• Textblock:
# Benutzeroberfläche FritzBox 7113



## ThugAngel87 (19. September 2010)

*Benutzeroberfläche FritzBox 7113*

Hey Leute 

Haben hier eine FritzBox 7113. 

Mein Dad hats nicht so mit den Papieren und der Spinner   

Hat den Zettel nicht mehr wo das PW zur Benutzeroberfläche drauf steht.

Jemand ne Idee?
dennn ich denke die Box brauch mal ein Update, denn die hängt öfter.


----------



## Raptor-Gaming (19. September 2010)

*AW: Benutzeroberfläche FritzBox 7113*

mein Router hat einen Reset Knopf, falls ich Passwort vergessen sollte. Wie siehts mit FirtzBox aus ?


----------



## ThugAngel87 (19. September 2010)

*AW: Benutzeroberfläche FritzBox 7113*

es geht aber um die Benutzeroberfläche ne.

Bei der Krücke kannste nur Wlan ausmachen und Kabel ziehen


----------



## TheRammbock (19. September 2010)

*AW: Benutzeroberfläche FritzBox 7113*

Telefon ran, wenn noch keines dran ist und dann das hier mal probieren!




			Dieser Inhalt steht nur eingeloggten Mitgliedern zur Verfügung.


----------



## ThugAngel87 (19. September 2010)

*AW: Benutzeroberfläche FritzBox 7113*

weißt du wie es mit den Zugangsdaten dann aussieht, denn die stehen auf dem Zettel mit drauf


----------



## TheRammbock (19. September 2010)

*AW: Benutzeroberfläche FritzBox 7113*

Die Zugangsdaten sind dann devinitiv weg! Wenn´s legal ist, dann beim Anbieter nachfragen, die geben die nochmal raus und wenn dein Alter Herr davon nichts wissen soll, dann ist DAS nicht der geeignete Weg


----------



## ThugAngel87 (19. September 2010)

*AW: Benutzeroberfläche FritzBox 7113*

bin 23, klar weiß der das. Brauche hier nich Bullshit erzählen.

Nur der hats echt nicht so mit Papierkram.

Ja werd die dann ma Anrufen morgen.

Weil in so komigen Forem sind hacktools. Aber hacke doch nich mein own network


----------



## TheRammbock (19. September 2010)

• Ausgelesene Angaben:
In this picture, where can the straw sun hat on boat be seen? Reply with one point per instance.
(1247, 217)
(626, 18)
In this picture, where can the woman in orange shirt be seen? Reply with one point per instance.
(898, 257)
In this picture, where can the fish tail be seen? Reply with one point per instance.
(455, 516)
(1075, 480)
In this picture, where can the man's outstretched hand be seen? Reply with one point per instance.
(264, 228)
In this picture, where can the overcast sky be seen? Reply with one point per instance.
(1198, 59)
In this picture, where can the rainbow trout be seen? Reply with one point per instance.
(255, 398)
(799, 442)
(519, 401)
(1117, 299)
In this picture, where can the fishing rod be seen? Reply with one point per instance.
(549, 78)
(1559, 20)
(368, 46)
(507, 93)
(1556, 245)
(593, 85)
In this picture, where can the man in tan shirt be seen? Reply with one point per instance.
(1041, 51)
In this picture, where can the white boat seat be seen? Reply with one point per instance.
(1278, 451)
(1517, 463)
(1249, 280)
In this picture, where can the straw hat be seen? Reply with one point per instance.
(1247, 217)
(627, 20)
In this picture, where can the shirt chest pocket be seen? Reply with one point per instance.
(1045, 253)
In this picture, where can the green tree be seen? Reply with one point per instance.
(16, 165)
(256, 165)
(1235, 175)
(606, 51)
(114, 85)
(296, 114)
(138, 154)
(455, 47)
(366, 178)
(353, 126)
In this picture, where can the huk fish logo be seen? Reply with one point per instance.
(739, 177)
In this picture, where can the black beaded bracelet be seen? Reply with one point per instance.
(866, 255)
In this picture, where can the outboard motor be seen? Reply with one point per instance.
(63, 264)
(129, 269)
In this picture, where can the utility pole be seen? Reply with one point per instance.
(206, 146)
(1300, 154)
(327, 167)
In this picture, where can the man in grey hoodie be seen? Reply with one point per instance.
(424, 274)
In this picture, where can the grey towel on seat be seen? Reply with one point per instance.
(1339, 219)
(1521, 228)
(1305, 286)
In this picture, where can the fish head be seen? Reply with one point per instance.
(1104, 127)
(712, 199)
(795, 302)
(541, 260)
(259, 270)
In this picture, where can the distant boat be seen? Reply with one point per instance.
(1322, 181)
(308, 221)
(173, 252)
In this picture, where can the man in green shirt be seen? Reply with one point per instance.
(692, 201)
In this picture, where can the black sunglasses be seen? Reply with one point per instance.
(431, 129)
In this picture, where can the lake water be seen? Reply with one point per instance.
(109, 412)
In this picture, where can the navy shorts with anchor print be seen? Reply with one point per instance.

• Gestellte Aufgabe: Schreibe aus dem Forenthread zur FritzBox 7113 die Stelle ab, die mit „Mein Dad hats“ beginnt und bis einschließlich „Raptor-Gaming (19. September 2010)“ reicht.

• Endergebnis:
Mein Dad hats nicht so mit den Papieren und der Spinner   

Hat den Zettel nicht mehr wo das PW zur Benutzeroberfläche drauf steht.

Jemand ne Idee?
dennn ich denke die Box brauch mal ein Update, denn die hängt öfter.


----------



## Raptor-Gaming (19. September 2010)